◆ What you have to do ◆
Beneath this task is a listing; retype all of it exactly.

◆ Material shown ◆
-=-=-

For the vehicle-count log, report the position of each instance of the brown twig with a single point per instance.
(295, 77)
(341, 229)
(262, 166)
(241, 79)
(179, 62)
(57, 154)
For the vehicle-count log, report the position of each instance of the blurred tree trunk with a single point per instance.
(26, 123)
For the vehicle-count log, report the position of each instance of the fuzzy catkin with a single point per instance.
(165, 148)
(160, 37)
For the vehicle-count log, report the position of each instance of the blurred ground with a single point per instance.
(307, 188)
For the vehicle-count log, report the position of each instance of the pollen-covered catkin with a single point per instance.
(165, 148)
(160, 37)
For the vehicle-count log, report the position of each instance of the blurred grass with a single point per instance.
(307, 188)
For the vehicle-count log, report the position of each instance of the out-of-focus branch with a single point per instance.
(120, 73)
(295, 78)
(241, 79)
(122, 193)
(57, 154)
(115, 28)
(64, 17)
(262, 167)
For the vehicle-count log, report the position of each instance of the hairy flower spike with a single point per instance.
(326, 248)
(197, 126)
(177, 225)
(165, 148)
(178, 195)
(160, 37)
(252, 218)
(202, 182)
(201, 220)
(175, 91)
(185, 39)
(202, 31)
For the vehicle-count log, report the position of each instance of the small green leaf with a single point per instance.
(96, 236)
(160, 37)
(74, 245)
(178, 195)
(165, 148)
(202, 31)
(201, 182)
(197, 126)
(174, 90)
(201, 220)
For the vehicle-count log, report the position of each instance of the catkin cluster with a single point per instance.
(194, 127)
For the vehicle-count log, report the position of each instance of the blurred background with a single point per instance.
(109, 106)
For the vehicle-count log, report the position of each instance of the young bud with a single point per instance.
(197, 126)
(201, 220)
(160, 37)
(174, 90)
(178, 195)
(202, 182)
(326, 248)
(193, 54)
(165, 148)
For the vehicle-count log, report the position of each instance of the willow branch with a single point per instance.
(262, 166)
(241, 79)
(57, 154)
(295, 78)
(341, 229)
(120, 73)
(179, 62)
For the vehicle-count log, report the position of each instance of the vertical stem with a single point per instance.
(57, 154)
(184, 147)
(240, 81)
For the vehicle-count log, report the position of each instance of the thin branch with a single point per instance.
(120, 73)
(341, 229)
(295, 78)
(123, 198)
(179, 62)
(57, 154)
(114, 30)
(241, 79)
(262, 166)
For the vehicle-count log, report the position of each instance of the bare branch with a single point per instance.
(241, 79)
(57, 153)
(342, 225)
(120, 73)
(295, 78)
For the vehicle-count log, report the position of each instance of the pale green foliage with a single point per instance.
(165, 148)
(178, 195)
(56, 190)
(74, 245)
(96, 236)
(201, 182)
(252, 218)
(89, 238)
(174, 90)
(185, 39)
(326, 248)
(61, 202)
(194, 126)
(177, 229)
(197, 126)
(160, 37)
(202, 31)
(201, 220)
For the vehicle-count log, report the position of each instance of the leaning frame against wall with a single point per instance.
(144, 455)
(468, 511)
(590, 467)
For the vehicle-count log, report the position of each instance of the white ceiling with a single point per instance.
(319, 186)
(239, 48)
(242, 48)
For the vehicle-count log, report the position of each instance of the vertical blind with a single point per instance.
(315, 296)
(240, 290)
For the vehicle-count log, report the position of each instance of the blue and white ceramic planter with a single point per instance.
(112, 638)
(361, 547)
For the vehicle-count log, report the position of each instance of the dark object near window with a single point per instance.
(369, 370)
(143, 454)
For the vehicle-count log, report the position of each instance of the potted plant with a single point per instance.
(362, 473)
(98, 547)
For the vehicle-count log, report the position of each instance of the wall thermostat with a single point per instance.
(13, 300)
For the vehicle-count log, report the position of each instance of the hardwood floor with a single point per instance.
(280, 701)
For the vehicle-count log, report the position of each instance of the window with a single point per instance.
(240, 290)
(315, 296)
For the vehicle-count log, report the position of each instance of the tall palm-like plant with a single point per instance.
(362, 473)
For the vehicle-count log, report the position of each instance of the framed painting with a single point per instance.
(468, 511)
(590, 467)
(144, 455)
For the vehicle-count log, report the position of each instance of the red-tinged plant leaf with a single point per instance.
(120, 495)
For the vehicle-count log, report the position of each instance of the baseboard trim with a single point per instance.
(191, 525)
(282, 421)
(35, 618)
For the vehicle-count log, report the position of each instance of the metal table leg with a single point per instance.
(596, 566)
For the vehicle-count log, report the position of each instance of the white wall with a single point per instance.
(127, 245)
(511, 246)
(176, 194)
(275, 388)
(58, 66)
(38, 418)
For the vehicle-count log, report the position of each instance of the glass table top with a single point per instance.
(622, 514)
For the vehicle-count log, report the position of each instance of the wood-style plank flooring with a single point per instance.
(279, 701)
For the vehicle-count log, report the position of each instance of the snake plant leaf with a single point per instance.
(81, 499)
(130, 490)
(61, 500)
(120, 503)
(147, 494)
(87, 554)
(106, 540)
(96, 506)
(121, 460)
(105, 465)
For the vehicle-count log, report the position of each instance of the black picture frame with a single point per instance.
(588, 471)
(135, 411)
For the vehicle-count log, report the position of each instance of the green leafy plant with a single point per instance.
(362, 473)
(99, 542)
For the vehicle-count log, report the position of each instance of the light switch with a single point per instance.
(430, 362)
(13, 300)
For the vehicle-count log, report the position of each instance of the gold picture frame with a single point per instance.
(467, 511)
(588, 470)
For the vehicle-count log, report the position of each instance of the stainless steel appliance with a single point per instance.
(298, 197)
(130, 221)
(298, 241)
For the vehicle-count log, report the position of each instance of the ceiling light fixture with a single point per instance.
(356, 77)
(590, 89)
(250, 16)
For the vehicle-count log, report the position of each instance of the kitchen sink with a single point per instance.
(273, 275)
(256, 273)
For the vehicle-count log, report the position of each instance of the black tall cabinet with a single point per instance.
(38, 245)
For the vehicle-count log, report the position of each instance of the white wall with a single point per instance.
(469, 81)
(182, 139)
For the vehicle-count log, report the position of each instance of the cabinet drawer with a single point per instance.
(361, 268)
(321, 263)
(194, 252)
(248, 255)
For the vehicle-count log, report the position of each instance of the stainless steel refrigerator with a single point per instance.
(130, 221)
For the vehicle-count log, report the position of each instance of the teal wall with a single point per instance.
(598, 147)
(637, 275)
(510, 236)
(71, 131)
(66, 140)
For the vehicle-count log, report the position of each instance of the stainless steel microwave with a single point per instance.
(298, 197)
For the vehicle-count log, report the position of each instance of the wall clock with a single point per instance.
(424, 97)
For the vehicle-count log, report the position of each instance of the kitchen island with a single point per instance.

-=-=-

◆ Finished exercise ◆
For the vehicle-count log, report the position of each instance of the brown twig with a single point per instance.
(295, 77)
(341, 229)
(262, 166)
(241, 79)
(179, 62)
(57, 154)
For the vehicle-count log, report the position of each instance of the blurred tree trunk with a single point per instance.
(26, 123)
For the vehicle-count log, report the position of each instance of the fuzzy catkin with a single point per instance.
(165, 148)
(160, 37)
For the vehicle-count log, report the position of each instance of the blurred ground with a single point per instance.
(307, 188)
For the vehicle-count log, report the position of each instance of the pollen-covered catkin with a single point per instance.
(165, 148)
(160, 37)
For the vehicle-count log, report the position of each instance of the blurred grass with a single point per instance.
(307, 188)
For the vehicle-count log, report the position of each instance of the out-of-focus branch with a single point per instance.
(120, 73)
(295, 78)
(241, 79)
(122, 193)
(57, 154)
(115, 28)
(64, 17)
(262, 167)
For the vehicle-count log, report the position of each instance of the hairy flower spike with a single point per instance.
(326, 248)
(197, 126)
(177, 225)
(165, 148)
(178, 195)
(160, 37)
(252, 218)
(202, 182)
(201, 220)
(175, 91)
(185, 39)
(202, 31)
For the vehicle-count log, report the position of each instance of the small green leaf with a single point per instance.
(96, 236)
(160, 37)
(74, 245)
(178, 195)
(165, 148)
(202, 31)
(201, 182)
(197, 126)
(174, 90)
(201, 220)
For the vehicle-count log, report the position of each instance of the catkin cluster with a single point per instance.
(194, 127)
For the vehicle-count log, report the position of each instance of the blurred background with a single point per instance.
(109, 106)
For the vehicle-count log, report the position of each instance of the young bud with a single point per instance.
(197, 126)
(201, 220)
(160, 37)
(174, 90)
(178, 195)
(202, 182)
(326, 248)
(193, 54)
(165, 148)
For the vehicle-count log, report the position of each instance of the willow branch with a single point per instance.
(262, 166)
(241, 79)
(57, 154)
(295, 78)
(341, 229)
(120, 73)
(179, 62)
For the vehicle-count log, report the position of each instance of the vertical stem with a single point per instance.
(57, 154)
(184, 147)
(240, 81)
For the vehicle-count log, report the position of each instance of the thin branch with a single point per instance.
(120, 73)
(341, 229)
(295, 78)
(123, 198)
(179, 62)
(57, 154)
(114, 30)
(241, 79)
(262, 166)
For the vehicle-count log, report the position of each instance of the bare branch with a single point per instance.
(241, 79)
(57, 153)
(342, 225)
(120, 73)
(295, 78)
For the vehicle-count log, report the position of each instance of the pale green foliage with a single point per instance.
(165, 148)
(178, 195)
(56, 190)
(74, 245)
(96, 236)
(201, 182)
(252, 218)
(89, 238)
(174, 90)
(185, 39)
(326, 248)
(61, 202)
(194, 126)
(177, 229)
(197, 126)
(160, 37)
(202, 31)
(201, 220)
For the vehicle-count log, report the position of each instance of the leaning frame against wall with a single point per instance.
(144, 455)
(468, 511)
(590, 467)
For the vehicle-count log, report the position of each instance of the white ceiling with a single point per instance.
(319, 186)
(239, 48)
(242, 48)
For the vehicle-count log, report the position of each instance of the vertical blind with a single point per instance.
(315, 296)
(240, 290)
For the vehicle-count log, report the position of each instance of the blue and white ceramic planter with a single point per instance.
(112, 638)
(361, 547)
For the vehicle-count log, report the position of each instance of the dark object near window with a single point per instance.
(369, 370)
(143, 454)
For the vehicle-count log, report the position of each instance of the potted plant with a single point per instance.
(362, 473)
(98, 547)
For the vehicle-count log, report the position of each instance of the wall thermostat with a single point per instance.
(13, 300)
For the vehicle-count log, report the position of each instance of the hardwood floor with a single point per instance.
(280, 701)
For the vehicle-count log, report the position of each instance of the window with a single point per instance.
(240, 290)
(315, 296)
For the vehicle-count log, report the position of each instance of the tall palm-like plant with a single point per instance.
(362, 473)
For the vehicle-count log, report the position of each instance of the framed painting with a single point per instance.
(468, 511)
(590, 467)
(144, 455)
For the vehicle-count log, report the position of each instance of the red-tinged plant leaf with a single point per instance.
(120, 495)
For the vehicle-count log, report the position of each instance of the baseboard trim with a single point per instance.
(191, 525)
(282, 421)
(35, 618)
For the vehicle-count log, report the position of each instance of the metal table leg with a single point per instance.
(596, 566)
For the vehicle-count log, report the position of each instance of the white wall with a single point per instance.
(127, 245)
(511, 246)
(176, 194)
(275, 388)
(58, 66)
(38, 418)
For the vehicle-count log, report the position of each instance of the glass table top with a single point per instance.
(622, 514)
For the vehicle-count log, report the position of each instance of the wood-style plank flooring with a single point per instance.
(279, 701)
For the vehicle-count log, report the position of each instance of the snake plant leaf with a single point per instance.
(81, 499)
(130, 490)
(61, 500)
(120, 503)
(147, 494)
(87, 554)
(106, 540)
(96, 506)
(121, 460)
(105, 465)
For the vehicle-count log, report the position of each instance of the black picture frame with a single point per instance.
(588, 471)
(135, 411)
For the vehicle-count log, report the position of each instance of the green leafy plant with a single point per instance.
(362, 473)
(99, 542)
For the vehicle-count log, report the position of each instance of the light switch with a single point per instance.
(430, 362)
(13, 300)
For the vehicle-count log, report the position of each instance of the gold picture frame with a single point per instance.
(467, 511)
(588, 470)
For the vehicle-count log, report the position of each instance of the stainless steel appliance with a single point per instance.
(298, 197)
(130, 221)
(298, 241)
For the vehicle-count log, report the position of each instance of the ceiling light fixture with a single point per instance.
(356, 77)
(590, 89)
(250, 16)
For the vehicle-count log, report the position of each instance of the kitchen sink with a single point per instance.
(273, 275)
(256, 273)
For the vehicle-count log, report the position of each instance of the black tall cabinet with a single point per instance.
(38, 245)
For the vehicle-count log, report the position of each instance of the white wall with a single point per instance.
(469, 81)
(182, 139)
For the vehicle-count log, report the position of each instance of the cabinet drawer with a single point per instance.
(361, 268)
(321, 263)
(194, 252)
(248, 255)
For the vehicle-count log, report the position of each instance of the stainless steel refrigerator with a single point per instance.
(130, 221)
For the vehicle-count log, report the position of each instance of the teal wall with a single point per instance.
(598, 147)
(637, 275)
(510, 236)
(71, 131)
(66, 140)
For the vehicle-count log, report the position of each instance of the stainless steel microwave with a single point per instance.
(298, 197)
For the vehicle-count log, report the position of each instance of the wall clock with a single point per instance.
(424, 97)
For the vehicle-count log, report the position of each instance of the kitchen island with a single point per instance.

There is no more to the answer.